● Data for this task
━━━━━━━━━━━━━━━━━━━━━━━━━━━━━━
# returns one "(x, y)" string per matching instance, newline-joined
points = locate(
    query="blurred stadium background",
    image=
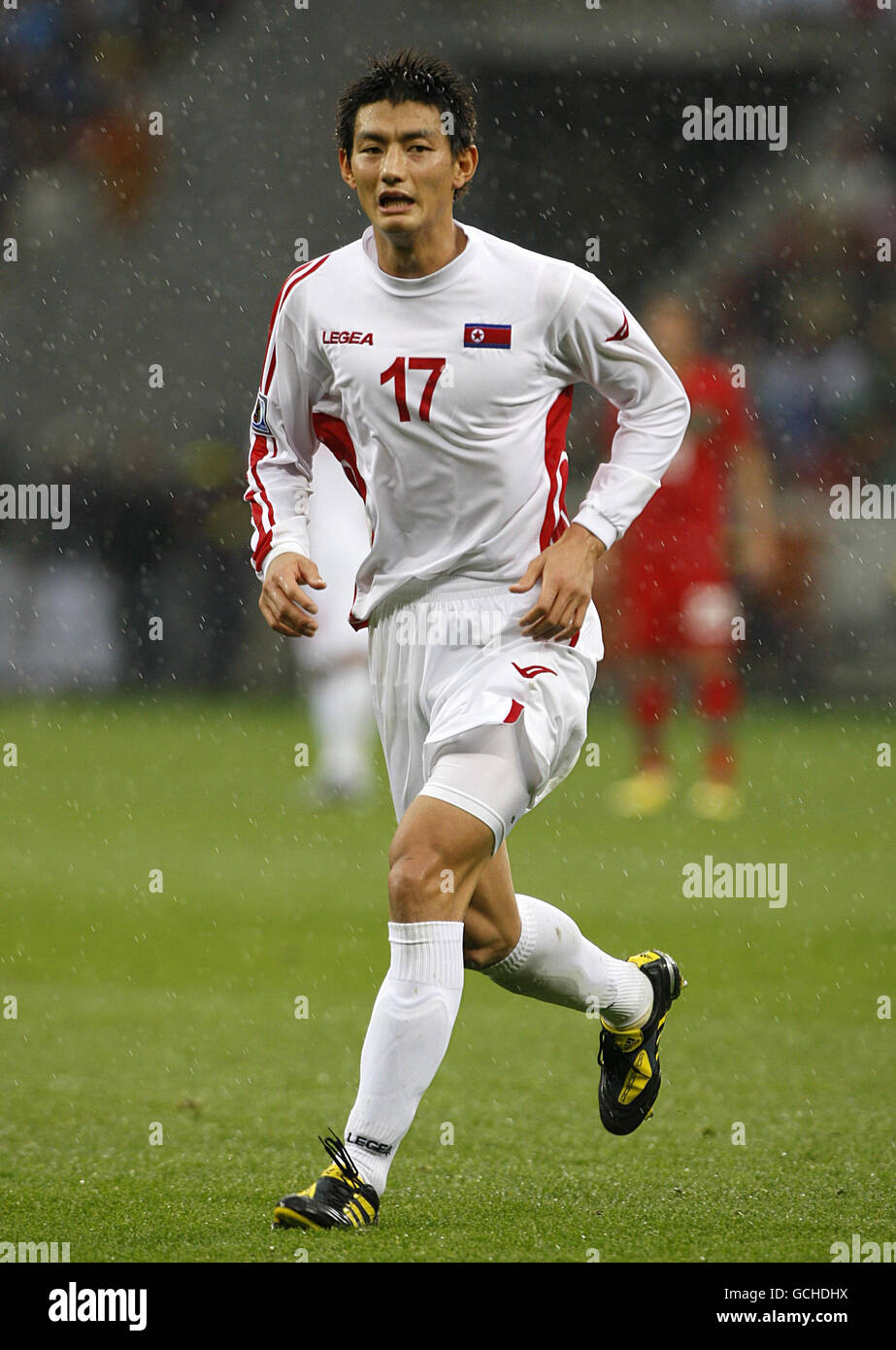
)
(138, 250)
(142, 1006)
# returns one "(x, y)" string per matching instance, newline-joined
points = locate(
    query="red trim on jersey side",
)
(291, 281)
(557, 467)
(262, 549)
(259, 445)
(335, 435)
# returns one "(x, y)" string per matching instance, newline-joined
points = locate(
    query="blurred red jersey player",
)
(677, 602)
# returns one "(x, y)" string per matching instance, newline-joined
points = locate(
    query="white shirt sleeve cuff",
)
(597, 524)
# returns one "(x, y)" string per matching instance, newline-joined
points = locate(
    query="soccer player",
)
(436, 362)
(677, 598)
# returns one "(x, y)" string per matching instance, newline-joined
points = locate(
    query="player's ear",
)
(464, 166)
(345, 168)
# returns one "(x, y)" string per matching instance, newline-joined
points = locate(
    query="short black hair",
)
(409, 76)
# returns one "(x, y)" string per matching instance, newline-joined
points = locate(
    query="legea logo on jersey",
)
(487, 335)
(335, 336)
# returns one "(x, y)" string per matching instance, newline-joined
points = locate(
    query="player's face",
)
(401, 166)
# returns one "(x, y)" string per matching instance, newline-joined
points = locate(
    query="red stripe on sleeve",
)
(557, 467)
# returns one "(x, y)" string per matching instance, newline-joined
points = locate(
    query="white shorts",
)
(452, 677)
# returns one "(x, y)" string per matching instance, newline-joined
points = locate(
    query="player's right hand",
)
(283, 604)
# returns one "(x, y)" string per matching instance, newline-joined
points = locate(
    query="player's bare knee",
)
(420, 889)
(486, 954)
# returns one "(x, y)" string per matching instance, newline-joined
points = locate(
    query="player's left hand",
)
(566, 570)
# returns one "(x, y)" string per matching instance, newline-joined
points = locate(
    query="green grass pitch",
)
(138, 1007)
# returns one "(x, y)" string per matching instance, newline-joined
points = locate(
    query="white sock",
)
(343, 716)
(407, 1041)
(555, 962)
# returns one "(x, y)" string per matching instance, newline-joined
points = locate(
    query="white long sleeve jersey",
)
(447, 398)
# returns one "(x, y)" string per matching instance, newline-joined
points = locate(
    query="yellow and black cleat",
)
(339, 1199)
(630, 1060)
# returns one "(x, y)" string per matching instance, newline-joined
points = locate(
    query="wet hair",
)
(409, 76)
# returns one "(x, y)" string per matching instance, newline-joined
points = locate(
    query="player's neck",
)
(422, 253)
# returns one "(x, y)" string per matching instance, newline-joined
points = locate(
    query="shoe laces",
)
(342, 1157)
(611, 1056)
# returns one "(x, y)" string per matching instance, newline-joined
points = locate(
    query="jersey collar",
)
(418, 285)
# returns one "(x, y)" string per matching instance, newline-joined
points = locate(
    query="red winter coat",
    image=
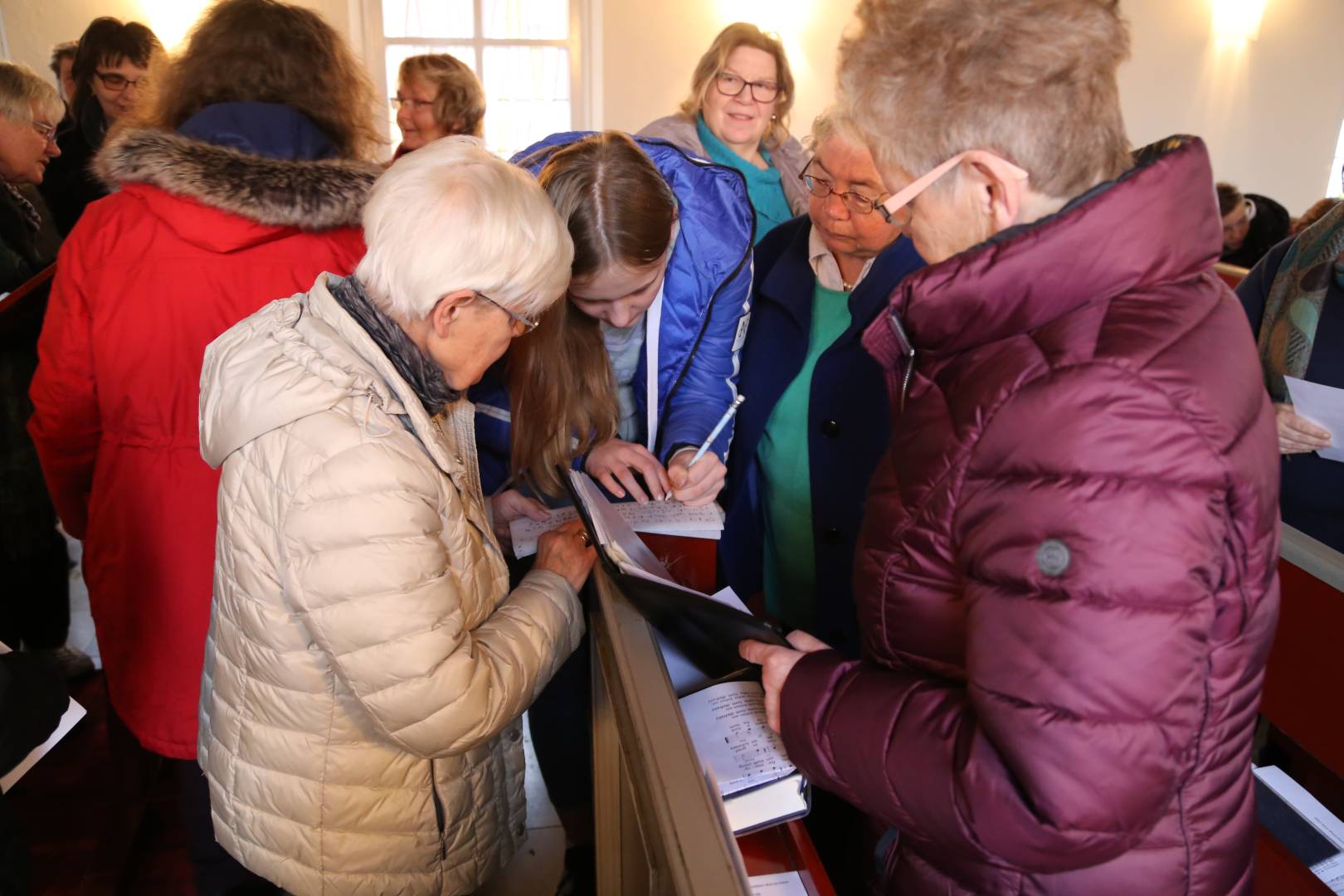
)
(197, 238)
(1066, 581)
━━━━━━━━━━━━━━━━━━━━━━━━━━━━━━
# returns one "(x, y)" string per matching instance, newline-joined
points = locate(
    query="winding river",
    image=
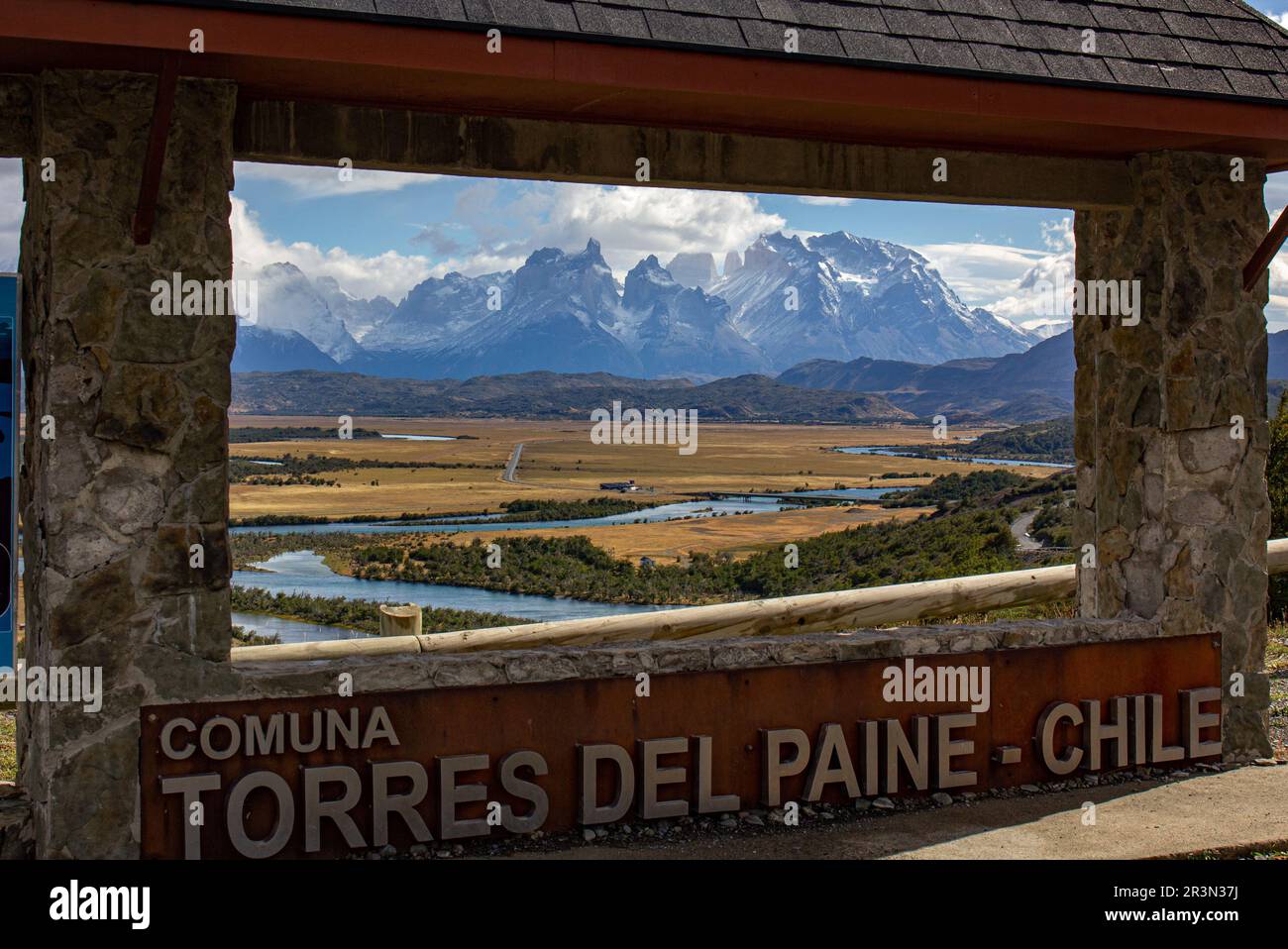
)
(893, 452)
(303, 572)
━━━━━━━━━━━━━━━━━━━━━━━━━━━━━━
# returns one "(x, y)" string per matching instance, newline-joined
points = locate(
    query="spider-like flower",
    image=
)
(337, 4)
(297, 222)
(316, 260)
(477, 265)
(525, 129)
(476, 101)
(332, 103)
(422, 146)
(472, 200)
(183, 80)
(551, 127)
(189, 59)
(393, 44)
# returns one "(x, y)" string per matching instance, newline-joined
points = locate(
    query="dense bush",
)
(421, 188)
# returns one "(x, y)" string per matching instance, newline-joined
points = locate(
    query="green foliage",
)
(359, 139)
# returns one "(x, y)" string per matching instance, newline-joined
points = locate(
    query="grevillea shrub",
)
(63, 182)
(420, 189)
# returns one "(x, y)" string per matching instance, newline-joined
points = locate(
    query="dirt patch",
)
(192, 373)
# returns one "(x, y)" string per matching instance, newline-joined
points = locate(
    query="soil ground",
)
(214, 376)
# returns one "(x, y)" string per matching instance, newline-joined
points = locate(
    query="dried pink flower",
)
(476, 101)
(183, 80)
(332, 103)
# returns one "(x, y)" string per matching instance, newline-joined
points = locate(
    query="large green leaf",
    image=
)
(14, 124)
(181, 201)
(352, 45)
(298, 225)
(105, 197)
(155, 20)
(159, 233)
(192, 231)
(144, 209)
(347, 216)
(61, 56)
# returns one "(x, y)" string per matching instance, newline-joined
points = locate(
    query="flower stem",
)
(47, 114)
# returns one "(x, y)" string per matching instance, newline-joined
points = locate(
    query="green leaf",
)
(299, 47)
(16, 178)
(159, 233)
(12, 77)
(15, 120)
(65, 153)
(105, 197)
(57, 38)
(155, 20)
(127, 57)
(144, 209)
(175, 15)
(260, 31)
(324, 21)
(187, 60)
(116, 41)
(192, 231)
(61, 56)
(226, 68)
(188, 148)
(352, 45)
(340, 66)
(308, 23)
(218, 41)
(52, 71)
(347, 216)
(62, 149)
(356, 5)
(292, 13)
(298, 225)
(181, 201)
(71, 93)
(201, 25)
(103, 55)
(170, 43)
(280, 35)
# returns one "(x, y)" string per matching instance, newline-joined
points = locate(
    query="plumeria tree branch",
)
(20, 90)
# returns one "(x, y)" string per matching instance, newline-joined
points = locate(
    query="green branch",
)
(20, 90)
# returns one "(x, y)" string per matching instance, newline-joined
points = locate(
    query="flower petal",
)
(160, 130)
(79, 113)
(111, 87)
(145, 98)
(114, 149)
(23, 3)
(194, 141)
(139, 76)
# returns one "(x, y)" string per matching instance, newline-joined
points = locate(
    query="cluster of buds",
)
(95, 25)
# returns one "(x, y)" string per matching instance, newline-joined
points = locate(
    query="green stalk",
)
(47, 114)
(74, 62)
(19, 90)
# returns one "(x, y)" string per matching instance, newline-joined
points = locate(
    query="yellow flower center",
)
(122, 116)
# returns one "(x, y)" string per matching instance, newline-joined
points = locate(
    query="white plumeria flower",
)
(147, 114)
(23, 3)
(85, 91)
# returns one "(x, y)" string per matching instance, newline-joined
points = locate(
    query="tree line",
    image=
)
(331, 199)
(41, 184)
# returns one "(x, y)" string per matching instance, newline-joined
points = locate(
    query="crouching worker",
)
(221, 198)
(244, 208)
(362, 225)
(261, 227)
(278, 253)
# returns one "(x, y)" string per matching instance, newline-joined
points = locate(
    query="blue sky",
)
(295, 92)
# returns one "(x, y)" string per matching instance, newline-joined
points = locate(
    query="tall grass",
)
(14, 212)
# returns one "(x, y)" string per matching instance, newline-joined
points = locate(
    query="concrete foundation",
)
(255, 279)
━━━━━━━━━━━━━━━━━━━━━━━━━━━━━━
● Work instructions
Select every line of the entries above that contains the string "grass", and copy each one in full.

● Task output
    query="green grass pitch",
    query="tall grass",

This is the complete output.